AS WE APPROACH THE NEW SCHOOL YEAR, the School District of Palm Beach County is focused on trying to get kids caught up on learning. — As we approach the new school year, the School District of Palm Beach County is focused on trying to get kids caught up on learning.
Many have fallen behind over the past year and a half because of the so-called 'COVID Slide,' At the end of the first semester of last school year, district records showed more than 51,000 students in need of high levels of support in English Language Arts and Math.
The district launched a Student Academic Support Plan to focus on those students who need the most help and start to get them caught up. The next phase of that plan will look to fill 369 positions across all school levels to specifically target lost learning.
Every school will receive support, but the district has evaluated which schools have the most need and will focus efforts there.
The plan calls for 206 positions at the elementary school level, which will target all students and schools with majority of schools on free and reduced lunch and students with the greatest learning needs.

### ENTRIES SUPPLIED
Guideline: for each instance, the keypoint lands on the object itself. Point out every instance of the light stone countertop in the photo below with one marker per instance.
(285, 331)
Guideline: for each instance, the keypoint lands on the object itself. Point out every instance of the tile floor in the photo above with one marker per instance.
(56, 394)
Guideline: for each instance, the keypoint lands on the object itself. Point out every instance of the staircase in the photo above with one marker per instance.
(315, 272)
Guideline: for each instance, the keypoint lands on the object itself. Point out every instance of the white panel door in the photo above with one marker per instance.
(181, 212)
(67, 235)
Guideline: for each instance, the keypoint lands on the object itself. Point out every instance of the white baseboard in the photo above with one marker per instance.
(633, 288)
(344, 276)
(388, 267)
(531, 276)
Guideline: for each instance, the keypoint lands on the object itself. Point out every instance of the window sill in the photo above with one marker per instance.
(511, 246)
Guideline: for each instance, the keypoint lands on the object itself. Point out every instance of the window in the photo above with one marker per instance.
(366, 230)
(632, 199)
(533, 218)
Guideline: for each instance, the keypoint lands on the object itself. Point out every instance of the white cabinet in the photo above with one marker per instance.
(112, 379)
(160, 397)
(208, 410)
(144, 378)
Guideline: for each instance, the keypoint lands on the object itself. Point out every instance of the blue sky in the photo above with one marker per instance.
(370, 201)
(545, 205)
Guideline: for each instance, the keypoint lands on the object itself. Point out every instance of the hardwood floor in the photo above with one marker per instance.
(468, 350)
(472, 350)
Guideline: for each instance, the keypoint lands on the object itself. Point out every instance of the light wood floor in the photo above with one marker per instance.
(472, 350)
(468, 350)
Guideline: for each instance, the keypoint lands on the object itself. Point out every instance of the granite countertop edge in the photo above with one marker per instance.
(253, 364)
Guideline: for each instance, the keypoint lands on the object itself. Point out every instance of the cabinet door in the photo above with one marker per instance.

### EXERCISE REQUIREMENTS
(a) In the article on the Palm Beach County school district, write out again everything from "The district launched" down to "target lost learning.".
(b) According to the article on the Palm Beach County school district, how many positions will the next phase of the Student Academic Support Plan look to fill?
(c) Go on with the article about the Palm Beach County school district's plan to help students catch up, starting from where it stops.

### ANSWERS
(a)
The district launched a Student Academic Support Plan to focus on those students who need the most help and start to get them caught up. The next phase of that plan will look to fill 369 positions across all school levels to specifically target lost learning.

(b) 369 positions across all school levels.

(c)
It also includes 93 positions at the middle school level, targeting literacy and math support for schools with the greatest percentage of free and reduced lunch, and 70 positions for high schools, targeting on time graduation due to increased cut scores for SAT and ACT and for schools with the greatest percent of free and reduced lunch students.
The positions will be funded through federal stimulus money that came in during the pandemic. The district is setting aside $30.6 million for them.
Chief of Equity and Wellness Keith Oswald says, "we tiered out our schools and the schools where more students have unfinished learning and need more support, we tiered those out at elementary, middle and high, to provide additional positions at each level. At elementary school, we're providing a couple of positions that will work with early childhood in k-2 classrooms to support those students to really work with the students who are struggling the most."
He says the positions created will cover a wide spectrum of needs. "Another position is to build acceleration for kids who have the potential to be in gifted programs and our accelerated math programs AMP, and to build that capacity out so that a school has a strong and robust gifted and acceleration plan," he says. "We're adding positions in our high schools that will focus directly on graduation, so they are going to work with students who have not earned the requirement for a standard high school diploma."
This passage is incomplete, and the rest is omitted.